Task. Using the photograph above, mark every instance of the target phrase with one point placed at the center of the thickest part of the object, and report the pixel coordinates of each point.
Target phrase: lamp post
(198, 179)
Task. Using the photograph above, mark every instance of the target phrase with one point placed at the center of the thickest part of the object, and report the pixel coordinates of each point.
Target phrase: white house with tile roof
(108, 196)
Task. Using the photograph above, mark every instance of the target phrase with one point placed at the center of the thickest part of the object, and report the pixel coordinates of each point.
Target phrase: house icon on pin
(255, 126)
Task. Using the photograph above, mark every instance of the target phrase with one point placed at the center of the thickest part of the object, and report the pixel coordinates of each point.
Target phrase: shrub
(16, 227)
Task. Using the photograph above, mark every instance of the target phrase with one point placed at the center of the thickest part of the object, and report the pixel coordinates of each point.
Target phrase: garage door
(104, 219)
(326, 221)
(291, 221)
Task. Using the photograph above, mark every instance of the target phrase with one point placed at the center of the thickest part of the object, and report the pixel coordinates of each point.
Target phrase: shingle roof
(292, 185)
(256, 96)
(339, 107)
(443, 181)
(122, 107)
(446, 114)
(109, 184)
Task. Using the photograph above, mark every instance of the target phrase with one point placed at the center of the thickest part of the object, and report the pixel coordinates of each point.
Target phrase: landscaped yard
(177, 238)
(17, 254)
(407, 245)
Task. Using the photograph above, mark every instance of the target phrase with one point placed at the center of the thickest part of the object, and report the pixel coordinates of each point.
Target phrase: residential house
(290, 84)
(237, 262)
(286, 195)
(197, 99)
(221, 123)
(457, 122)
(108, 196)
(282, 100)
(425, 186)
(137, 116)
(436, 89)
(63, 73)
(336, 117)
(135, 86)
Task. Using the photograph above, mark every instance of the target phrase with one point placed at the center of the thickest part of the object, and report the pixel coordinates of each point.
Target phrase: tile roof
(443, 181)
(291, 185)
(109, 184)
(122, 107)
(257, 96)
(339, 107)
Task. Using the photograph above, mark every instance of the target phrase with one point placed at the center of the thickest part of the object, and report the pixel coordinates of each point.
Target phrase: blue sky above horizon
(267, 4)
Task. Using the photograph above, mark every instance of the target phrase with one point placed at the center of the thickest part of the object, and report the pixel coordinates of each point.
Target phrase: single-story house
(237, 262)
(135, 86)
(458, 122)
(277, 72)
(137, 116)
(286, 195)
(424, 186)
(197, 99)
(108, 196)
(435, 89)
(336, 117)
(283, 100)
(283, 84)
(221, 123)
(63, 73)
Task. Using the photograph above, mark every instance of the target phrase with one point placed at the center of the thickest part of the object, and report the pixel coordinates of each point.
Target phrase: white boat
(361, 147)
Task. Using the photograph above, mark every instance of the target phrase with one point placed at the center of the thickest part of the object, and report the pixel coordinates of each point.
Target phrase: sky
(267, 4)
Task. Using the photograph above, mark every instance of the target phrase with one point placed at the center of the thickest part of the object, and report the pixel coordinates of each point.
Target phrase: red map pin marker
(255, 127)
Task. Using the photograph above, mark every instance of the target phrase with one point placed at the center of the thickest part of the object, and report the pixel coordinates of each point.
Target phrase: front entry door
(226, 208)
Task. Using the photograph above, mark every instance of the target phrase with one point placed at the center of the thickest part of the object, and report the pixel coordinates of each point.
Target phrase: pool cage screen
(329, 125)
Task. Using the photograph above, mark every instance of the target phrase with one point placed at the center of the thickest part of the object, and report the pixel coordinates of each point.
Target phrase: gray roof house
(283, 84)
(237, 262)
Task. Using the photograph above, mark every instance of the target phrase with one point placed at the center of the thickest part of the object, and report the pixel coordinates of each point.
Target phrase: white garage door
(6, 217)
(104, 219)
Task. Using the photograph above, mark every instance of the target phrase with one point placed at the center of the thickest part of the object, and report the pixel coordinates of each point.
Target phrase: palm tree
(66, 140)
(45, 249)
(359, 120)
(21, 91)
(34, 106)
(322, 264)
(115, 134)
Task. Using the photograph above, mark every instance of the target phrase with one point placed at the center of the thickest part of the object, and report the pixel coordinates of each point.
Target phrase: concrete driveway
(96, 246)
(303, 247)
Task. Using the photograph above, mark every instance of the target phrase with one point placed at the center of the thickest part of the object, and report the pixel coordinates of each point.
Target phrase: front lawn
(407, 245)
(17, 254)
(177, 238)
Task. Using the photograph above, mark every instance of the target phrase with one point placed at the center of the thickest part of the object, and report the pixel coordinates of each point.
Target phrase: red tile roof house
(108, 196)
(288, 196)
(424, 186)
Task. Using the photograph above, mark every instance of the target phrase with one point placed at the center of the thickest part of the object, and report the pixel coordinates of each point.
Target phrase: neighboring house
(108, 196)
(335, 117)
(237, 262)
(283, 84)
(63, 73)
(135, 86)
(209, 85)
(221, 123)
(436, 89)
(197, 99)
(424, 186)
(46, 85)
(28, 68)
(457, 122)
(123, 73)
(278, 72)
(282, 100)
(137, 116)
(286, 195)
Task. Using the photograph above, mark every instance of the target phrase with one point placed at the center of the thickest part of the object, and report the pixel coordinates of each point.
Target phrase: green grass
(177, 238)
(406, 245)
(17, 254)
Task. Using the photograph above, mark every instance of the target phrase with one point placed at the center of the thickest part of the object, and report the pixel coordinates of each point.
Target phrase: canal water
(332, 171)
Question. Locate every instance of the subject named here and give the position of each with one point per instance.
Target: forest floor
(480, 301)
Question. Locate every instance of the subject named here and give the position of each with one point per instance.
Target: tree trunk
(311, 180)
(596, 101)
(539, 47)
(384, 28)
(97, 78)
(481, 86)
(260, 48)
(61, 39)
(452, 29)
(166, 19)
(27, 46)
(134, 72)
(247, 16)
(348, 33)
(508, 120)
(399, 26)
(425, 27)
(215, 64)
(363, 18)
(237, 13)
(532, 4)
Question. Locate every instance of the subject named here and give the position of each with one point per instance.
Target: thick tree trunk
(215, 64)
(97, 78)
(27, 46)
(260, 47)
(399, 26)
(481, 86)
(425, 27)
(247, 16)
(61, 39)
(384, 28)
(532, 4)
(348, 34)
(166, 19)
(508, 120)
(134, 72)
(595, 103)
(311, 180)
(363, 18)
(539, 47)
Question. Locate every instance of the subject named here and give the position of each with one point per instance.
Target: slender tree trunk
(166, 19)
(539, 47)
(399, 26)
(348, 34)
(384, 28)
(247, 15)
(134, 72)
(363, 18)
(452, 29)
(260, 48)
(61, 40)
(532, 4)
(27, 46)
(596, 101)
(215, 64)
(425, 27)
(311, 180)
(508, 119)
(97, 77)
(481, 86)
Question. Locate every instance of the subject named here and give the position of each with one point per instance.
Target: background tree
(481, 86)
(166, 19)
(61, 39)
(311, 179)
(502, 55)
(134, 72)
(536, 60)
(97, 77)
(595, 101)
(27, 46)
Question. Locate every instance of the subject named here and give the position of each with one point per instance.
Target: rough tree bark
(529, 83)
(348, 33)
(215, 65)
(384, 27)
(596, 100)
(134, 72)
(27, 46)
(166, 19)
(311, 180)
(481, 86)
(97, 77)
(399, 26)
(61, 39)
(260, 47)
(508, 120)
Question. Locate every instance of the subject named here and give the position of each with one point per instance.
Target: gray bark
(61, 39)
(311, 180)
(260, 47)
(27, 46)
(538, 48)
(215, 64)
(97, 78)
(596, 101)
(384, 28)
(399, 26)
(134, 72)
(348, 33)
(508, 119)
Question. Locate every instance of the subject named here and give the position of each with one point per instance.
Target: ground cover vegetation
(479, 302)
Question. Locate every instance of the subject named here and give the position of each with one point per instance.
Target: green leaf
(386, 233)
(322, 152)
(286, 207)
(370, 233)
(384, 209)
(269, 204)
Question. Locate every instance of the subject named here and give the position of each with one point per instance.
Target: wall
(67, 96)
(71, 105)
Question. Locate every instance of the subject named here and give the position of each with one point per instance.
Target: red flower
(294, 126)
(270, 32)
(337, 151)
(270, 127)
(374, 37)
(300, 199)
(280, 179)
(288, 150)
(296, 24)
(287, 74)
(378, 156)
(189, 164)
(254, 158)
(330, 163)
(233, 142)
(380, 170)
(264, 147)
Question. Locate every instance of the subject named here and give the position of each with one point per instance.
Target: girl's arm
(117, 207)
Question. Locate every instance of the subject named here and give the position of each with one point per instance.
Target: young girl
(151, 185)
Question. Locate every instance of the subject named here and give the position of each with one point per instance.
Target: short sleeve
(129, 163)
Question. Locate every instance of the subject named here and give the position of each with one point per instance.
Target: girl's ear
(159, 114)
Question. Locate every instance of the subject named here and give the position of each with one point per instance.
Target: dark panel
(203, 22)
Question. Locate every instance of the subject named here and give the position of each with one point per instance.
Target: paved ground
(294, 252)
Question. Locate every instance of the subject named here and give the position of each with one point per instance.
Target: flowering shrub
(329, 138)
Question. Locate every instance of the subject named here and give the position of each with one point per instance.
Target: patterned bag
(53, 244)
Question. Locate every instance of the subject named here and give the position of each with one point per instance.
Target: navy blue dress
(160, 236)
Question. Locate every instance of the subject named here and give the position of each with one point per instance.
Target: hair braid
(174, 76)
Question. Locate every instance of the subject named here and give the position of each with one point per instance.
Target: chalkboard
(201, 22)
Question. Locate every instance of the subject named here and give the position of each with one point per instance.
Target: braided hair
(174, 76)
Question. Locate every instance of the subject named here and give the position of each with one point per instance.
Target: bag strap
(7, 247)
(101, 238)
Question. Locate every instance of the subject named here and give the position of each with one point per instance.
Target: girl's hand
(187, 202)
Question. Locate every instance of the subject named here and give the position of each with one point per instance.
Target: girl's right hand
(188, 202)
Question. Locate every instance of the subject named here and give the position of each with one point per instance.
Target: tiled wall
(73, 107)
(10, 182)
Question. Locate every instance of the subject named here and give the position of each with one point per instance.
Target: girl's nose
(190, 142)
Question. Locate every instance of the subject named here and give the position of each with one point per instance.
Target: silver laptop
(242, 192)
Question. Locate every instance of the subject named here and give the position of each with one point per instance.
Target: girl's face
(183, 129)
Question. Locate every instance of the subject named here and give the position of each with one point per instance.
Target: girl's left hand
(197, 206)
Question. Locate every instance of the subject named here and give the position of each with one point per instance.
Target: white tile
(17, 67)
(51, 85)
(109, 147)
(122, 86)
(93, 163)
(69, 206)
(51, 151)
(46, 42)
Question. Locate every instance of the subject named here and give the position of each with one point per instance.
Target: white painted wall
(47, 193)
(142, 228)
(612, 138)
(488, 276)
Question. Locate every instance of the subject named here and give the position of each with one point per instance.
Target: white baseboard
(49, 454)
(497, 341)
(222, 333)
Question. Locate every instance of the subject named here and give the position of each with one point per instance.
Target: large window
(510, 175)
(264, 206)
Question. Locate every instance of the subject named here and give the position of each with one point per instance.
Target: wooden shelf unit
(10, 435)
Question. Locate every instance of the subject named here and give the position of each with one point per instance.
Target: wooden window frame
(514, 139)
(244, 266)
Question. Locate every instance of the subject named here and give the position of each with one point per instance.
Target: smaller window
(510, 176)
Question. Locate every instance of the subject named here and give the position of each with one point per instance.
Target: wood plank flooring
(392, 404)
::::::::
_Assignment_
Your answer should consist only of the lines from the one with "Target: silver laptop" through the last line of the entries above, retyped exactly.

_Response to this task_
Target: silver laptop
(242, 192)
Question. Locate every instance of the subject named here and give the position of each with one point per instance.
Target: girl's face
(183, 129)
Question. Locate every instance of the subject named here and give the position of each with one point per instance.
Target: girl's left hand
(197, 206)
Question. Locate every instance of the subject named here and give the position of each with one point per instance.
Target: white tile
(17, 67)
(51, 85)
(109, 147)
(122, 86)
(93, 163)
(69, 206)
(51, 151)
(46, 42)
Question. Locate every instance of the subject named here and give the position of each with one point per instance.
Target: white painted wall
(47, 193)
(142, 228)
(612, 138)
(488, 276)
Question. Locate every instance of the subject named here and give the position of each with one point per instance.
Target: white baseboard
(49, 454)
(497, 341)
(222, 333)
Question. Locate every instance of the subject named here and give the position of each with one point per instance.
Target: large window
(510, 175)
(264, 206)
Question. Locate every instance of the subject named here and give the position of each with one point per instance.
Target: wooden shelf unit
(10, 435)
Question. Locate every instance of the subject named here and give the position of each with one point per instance.
Target: wooden window frame
(514, 139)
(244, 266)
Question. Locate every instance of the subject named here and give the position of each with one point per instance.
Target: smaller window
(510, 176)
Question. Locate every instance of the subject named here and give the position of each with one point per instance.
Target: wood plank flooring
(392, 404)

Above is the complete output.